# Direction
Filter the rows below and copy each line that contains the word "with".

# Provided records
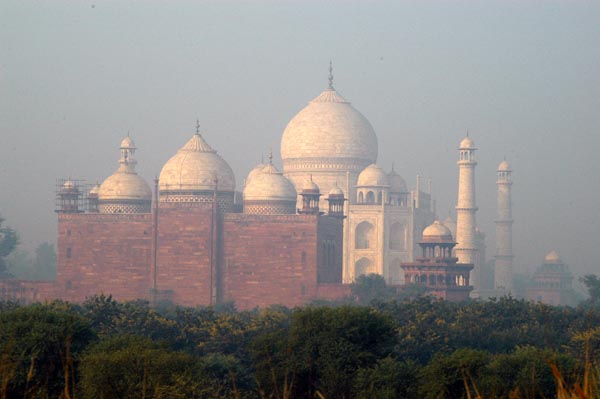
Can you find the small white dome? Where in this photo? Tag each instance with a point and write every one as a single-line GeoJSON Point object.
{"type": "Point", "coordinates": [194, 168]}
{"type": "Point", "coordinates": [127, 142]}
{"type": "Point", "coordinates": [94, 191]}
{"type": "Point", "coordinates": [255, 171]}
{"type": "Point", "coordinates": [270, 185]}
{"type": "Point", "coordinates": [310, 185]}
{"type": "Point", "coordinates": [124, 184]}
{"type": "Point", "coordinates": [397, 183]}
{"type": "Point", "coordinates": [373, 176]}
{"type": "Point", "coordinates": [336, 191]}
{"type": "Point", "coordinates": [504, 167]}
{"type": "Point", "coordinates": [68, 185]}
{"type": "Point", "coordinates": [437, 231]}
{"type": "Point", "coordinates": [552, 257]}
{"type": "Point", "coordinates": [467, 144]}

--

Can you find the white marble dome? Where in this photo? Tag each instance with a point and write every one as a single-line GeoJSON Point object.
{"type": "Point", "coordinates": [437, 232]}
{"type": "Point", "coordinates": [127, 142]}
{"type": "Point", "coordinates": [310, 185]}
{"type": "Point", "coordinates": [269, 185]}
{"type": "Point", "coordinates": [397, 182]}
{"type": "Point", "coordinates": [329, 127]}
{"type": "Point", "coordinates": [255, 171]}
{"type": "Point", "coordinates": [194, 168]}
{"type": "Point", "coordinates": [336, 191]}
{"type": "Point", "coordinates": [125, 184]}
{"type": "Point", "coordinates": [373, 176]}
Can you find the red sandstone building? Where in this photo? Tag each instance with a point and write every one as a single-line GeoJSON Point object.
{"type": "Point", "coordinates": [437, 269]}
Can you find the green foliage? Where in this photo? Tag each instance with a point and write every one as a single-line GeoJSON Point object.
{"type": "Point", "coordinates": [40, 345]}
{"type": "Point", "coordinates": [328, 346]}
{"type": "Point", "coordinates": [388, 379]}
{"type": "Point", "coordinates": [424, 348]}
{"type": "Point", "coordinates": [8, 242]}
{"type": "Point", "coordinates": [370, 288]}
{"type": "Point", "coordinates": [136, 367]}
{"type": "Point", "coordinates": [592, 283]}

# Exercise result
Can you find the small white dome? Where in this photo? Tag each instance with a point and write every one as a single-line GeoJSON Point object.
Can you find the white marble dome? Where in this photo? Tag each instance with a point and write every one as a single-line GeoJSON Point object.
Can you find the red sandstone building? Where in this photo? Tag each instance with a point and write every one as a single-line GeoJSON Point object.
Can you find the green foliage? Where in this photo? Tag each instance with a point and write every one as a single-line GeoJSON Point object.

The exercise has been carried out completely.